→ **ASSIGNMENT**
From the line containing "Query: guitar neck" down to the final line of the entries below, restate each line word for word and add nothing.

Stored entries:

*****

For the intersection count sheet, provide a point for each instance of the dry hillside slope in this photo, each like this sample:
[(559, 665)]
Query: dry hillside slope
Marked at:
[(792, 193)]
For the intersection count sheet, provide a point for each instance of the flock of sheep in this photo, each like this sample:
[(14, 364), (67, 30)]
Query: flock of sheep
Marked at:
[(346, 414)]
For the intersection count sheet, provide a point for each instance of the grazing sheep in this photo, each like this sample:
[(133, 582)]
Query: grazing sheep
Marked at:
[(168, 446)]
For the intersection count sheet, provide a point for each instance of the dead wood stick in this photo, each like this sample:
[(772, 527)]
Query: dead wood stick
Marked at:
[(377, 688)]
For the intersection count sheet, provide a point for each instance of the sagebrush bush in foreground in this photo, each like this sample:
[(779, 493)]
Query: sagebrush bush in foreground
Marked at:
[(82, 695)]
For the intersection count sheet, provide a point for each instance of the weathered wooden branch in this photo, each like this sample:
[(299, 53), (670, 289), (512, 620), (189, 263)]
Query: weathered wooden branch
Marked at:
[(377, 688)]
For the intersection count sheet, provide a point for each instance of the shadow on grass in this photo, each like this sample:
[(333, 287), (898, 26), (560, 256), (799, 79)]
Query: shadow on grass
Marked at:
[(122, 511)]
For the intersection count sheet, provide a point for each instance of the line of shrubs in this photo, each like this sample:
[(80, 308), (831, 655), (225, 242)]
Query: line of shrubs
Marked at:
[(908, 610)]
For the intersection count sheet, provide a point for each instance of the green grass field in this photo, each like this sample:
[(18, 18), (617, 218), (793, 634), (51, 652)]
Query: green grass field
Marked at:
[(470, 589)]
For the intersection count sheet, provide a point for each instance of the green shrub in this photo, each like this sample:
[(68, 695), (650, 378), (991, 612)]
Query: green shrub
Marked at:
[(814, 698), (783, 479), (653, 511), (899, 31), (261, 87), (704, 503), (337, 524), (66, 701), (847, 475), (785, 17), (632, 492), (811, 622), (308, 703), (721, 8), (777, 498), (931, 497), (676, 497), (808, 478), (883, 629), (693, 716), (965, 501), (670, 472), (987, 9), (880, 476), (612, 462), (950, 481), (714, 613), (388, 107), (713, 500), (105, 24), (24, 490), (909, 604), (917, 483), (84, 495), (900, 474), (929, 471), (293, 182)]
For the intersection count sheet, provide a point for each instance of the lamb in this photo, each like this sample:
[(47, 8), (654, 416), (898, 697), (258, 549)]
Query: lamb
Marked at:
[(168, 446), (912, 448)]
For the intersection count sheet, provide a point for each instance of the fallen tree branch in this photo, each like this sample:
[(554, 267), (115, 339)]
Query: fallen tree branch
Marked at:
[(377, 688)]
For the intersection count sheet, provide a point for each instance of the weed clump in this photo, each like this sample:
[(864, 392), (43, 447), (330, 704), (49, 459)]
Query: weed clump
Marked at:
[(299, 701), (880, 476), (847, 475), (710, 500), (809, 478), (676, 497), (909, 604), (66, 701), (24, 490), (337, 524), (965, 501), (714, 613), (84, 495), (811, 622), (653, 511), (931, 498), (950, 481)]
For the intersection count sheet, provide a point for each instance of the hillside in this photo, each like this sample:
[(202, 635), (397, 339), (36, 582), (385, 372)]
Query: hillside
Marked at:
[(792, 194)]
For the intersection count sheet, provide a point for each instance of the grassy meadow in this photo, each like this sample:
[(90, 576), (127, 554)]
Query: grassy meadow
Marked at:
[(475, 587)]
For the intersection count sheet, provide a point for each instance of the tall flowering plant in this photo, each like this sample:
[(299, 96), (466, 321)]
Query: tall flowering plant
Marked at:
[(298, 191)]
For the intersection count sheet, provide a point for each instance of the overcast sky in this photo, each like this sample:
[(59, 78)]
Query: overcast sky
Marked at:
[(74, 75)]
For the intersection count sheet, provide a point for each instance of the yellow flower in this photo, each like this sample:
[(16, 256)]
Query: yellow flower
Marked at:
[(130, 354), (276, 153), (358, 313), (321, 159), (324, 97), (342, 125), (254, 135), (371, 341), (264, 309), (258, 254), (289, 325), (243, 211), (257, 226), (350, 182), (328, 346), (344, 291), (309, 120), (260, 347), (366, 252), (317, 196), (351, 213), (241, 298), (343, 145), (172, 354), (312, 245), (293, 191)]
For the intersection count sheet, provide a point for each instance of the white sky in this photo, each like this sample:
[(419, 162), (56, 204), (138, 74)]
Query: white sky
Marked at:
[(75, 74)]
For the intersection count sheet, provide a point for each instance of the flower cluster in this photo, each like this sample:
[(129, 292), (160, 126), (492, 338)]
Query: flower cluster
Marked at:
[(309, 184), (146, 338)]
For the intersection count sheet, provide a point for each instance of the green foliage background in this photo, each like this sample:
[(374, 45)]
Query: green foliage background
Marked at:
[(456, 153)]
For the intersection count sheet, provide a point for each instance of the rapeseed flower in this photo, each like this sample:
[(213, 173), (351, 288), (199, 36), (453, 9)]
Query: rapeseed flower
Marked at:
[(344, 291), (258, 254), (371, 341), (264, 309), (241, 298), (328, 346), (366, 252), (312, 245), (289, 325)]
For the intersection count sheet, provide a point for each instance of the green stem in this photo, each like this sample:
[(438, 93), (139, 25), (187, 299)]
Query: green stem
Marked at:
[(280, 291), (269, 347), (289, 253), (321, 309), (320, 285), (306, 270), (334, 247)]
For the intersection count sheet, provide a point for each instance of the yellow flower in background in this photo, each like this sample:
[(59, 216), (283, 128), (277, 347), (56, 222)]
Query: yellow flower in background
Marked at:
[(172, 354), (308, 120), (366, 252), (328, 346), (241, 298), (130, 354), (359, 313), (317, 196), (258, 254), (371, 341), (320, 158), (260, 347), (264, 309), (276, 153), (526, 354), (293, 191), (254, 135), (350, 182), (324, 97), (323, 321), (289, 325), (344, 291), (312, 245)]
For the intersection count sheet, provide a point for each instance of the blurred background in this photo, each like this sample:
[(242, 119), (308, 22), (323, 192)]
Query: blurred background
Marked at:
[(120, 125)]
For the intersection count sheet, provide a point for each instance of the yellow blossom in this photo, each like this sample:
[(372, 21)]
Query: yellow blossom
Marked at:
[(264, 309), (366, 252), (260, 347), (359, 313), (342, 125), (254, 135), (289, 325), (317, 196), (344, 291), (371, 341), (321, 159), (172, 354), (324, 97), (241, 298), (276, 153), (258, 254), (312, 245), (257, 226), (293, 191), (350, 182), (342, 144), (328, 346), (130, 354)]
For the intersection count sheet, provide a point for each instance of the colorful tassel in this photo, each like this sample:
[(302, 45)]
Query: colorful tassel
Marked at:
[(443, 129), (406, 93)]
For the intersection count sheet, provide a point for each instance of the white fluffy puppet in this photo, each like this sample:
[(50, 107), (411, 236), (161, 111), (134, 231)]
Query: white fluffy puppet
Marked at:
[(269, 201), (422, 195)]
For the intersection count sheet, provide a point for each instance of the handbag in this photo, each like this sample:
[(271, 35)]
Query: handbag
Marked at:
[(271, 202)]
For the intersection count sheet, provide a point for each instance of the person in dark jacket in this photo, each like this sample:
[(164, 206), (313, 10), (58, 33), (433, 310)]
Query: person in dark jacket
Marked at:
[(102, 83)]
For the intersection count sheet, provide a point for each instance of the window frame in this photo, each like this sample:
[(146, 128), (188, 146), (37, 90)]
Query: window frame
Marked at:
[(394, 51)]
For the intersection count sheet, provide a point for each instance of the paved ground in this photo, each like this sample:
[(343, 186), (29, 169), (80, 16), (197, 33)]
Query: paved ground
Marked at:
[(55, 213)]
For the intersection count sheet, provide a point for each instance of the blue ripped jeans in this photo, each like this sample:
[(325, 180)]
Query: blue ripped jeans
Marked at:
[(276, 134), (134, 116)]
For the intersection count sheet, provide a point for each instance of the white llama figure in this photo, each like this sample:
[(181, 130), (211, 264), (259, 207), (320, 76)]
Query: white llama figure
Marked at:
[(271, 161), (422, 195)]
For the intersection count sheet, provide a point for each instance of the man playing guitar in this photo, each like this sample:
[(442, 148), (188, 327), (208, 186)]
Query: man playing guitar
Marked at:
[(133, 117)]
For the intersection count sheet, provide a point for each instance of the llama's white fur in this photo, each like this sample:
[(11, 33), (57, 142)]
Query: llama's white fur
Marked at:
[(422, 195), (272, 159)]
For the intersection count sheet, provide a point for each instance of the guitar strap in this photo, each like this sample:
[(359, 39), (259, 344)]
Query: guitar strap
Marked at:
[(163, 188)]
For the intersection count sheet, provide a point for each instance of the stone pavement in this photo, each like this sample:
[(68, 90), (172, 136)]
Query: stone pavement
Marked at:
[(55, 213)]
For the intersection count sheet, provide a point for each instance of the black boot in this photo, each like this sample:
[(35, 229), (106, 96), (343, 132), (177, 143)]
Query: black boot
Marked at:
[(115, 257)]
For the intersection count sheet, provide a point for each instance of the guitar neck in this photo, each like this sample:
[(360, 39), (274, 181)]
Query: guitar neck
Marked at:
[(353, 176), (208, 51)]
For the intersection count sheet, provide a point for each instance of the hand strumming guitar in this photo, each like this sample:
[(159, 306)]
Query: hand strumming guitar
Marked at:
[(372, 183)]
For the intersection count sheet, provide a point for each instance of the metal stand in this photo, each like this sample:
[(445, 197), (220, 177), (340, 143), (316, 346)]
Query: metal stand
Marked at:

*****

→ **EXERCISE SOLUTION**
Query: guitar neck
Marked at:
[(353, 176), (208, 51)]
For the intersection count sheet, provide a point for each instance of the hand strumming guitar in this photo, each like this sample:
[(159, 306)]
Query: hand strumming guitar
Marked at:
[(372, 183)]
For the intersection count sheet, provide a point for each instance of the metal stand in this photo, each like this sample:
[(445, 197), (220, 177), (340, 143), (316, 346)]
Query: metal stand
Marked at:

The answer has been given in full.